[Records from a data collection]
******

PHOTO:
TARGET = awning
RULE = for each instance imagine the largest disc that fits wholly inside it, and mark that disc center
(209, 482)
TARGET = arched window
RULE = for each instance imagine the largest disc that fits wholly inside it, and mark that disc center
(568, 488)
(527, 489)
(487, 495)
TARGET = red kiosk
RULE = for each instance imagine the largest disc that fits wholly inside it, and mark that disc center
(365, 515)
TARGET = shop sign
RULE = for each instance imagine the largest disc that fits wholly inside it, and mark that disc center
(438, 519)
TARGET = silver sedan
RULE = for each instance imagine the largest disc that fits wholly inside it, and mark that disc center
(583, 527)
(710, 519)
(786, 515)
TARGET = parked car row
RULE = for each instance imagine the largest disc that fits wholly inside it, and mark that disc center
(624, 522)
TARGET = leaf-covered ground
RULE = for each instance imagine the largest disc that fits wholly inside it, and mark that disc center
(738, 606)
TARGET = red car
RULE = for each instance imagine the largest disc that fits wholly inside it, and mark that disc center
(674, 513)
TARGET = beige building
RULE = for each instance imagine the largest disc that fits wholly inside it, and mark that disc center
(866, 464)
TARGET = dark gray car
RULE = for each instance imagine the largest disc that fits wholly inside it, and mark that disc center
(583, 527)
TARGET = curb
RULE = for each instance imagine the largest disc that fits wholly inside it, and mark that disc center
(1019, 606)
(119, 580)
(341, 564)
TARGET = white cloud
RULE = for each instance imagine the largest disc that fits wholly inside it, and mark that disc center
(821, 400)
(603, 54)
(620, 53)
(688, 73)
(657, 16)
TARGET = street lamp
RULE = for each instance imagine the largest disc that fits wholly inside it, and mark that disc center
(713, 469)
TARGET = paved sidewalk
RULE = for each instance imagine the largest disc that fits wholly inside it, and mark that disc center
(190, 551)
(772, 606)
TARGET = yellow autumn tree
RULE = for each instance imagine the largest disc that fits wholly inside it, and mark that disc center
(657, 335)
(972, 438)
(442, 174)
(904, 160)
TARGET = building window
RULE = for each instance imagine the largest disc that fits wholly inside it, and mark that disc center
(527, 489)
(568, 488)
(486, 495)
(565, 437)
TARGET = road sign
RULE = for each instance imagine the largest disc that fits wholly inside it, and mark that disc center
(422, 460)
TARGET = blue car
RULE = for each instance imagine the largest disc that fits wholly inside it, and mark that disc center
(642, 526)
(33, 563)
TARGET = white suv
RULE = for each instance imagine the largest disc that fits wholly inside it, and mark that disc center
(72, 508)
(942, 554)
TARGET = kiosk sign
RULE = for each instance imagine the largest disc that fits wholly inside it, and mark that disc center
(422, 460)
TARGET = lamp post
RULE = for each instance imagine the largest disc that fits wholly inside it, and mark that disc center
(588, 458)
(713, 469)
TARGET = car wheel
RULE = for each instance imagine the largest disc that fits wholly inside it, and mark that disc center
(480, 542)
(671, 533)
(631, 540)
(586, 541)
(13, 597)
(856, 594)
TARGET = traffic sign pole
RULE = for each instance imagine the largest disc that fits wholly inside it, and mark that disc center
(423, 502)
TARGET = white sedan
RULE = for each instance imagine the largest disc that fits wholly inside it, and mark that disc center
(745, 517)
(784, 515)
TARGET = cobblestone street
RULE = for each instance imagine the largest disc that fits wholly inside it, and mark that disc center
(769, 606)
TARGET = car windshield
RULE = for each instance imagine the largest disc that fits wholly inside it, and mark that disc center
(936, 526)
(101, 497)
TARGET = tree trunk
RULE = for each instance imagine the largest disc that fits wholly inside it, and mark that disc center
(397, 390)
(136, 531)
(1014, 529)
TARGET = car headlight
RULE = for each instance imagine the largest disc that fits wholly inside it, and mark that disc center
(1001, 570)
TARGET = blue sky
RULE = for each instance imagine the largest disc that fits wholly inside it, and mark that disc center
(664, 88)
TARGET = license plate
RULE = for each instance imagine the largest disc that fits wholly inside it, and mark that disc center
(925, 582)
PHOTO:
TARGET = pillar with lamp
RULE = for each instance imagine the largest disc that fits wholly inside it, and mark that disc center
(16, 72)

******

** SET EXERCISE **
Rewrite the records above with "disc" switched to "circle" everywhere, leaving all else unchanged.

** SOLVED EXERCISE **
PHOTO:
TARGET = awning
RULE = for each instance imagine the largest circle that fits wholly inside it, and mark that circle center
(209, 482)
TARGET = arched window
RULE = for each instance imagine the largest circle that fits wholly inside it, and mark that circle center
(568, 488)
(527, 489)
(487, 495)
TARGET = red kiosk
RULE = for each instance imagine the largest circle that fits wholly inside it, and mark that circle center
(365, 515)
TARGET = shop sign
RULE = for each instance imagine the largest circle that fits wholly inside it, and mark that circle center
(438, 519)
TARGET = silver sedan
RULE = for each instance imagine the largest circle that fits wholly inside it, and mark that circle center
(583, 527)
(710, 519)
(786, 515)
TARGET = parked car row
RULE = for each instance imagine the largest circle that fits wholly inside it, and mark that circle center
(624, 522)
TARGET = leaf-covered ground
RULE = for each instance imagine the largest circle that fits wholly inside it, and mark that circle center
(738, 606)
TARGET = red car
RULE = for each instance imagine the largest circle that fits wholly inside it, and mark that circle center
(674, 513)
TARGET = beige building
RULE = for each instance imagine the largest circle that fits wholly inside it, and mark that circle center
(866, 464)
TARGET = dark gray car
RULE = for each instance imagine the largest circle that fits wholly inside it, and mark that circle center
(583, 527)
TARGET = curb
RULE = for each instance imagine the largest circle that fits wholly inside it, and mark that circle center
(1019, 606)
(119, 580)
(341, 564)
TARGET = white cloud
RULE = for each instance imagine the largest circle that fits wholly inside it, and mark that circle center
(821, 400)
(603, 54)
(620, 53)
(688, 73)
(657, 16)
TARGET = street lamp
RULE = for each instance imagine the largest circle that fits wholly inside it, and mark that circle center
(713, 469)
TARGET = paved sidewalk
RULE = for each instance imagine the largest circle that fits wholly inside it, and mark that circle center
(190, 551)
(772, 606)
TARGET = yellow autumn tree
RULE = for each instance imagine the largest circle that fits wholly inside it, and mark that circle center
(657, 335)
(972, 438)
(442, 174)
(904, 160)
TARGET = building window
RULE = for each instance imagine the largest circle that fits wholly inside it, and mark that circle center
(527, 489)
(568, 488)
(486, 495)
(565, 437)
TARGET = road sign
RULE = for each instance imagine the largest circle that fits wholly inside it, and mark that circle center
(422, 460)
TARGET = blue car
RULE = for each instance imagine the largest circle that fits wholly inside it, and mark that circle center
(642, 526)
(33, 563)
TARGET = white suv
RULE = for each instance imagine the largest circle that fits wholly inside it, and mark that circle center
(72, 508)
(942, 554)
TARGET = kiosk sign
RULE = for each instance imagine the largest circle that fits wholly inside it, and mark that circle center
(422, 460)
TARGET = lamp post
RULE = for each instance imagine the largest circle that fits wholly inside it, and mark that circle center
(588, 458)
(713, 469)
TARGET = car wheel
RULE = for each instance imagine the largest circle that fits wholly inside it, and mark that circle center
(480, 542)
(671, 533)
(631, 540)
(586, 541)
(13, 597)
(856, 594)
TARGET = traffic sign pole
RULE = for each instance imagine the largest circle that fits wholly inside it, and mark that circle center
(423, 502)
TARGET = white sedan
RULE = for each instance imagine the largest circle that fits wholly inside it, and mark that circle center
(745, 517)
(784, 515)
TARGET = cobblestone street
RULE = for each instance imagine the largest circle that fits wholly inside it, and mark that circle center
(769, 606)
TARGET = car windshield
RULE = for each instance imagine the largest circle that fits wholly inside it, and mark that circle center
(936, 526)
(101, 497)
TARGET = tree trunk
RULE = for each instance imagine the largest circle that fits wholly inside it, and mark that circle center
(397, 390)
(136, 531)
(1014, 529)
TARGET = car headlight
RULE = for each instance imagine the largest circle that fits wholly inside it, and mark that circle center
(1001, 570)
TARGET = blue sky
RULE = for each instance imagine the largest circle that fits wholly inside it, and mark that circle center
(664, 88)
TARGET = license plate
RULE = for each instance imagine the largest circle that fits wholly inside it, and mark that circle center
(925, 582)
PHOTO:
TARGET = pillar with lamp
RULE = for each instance imagine the largest circle that fits wholly inside it, and mark that circle center
(16, 72)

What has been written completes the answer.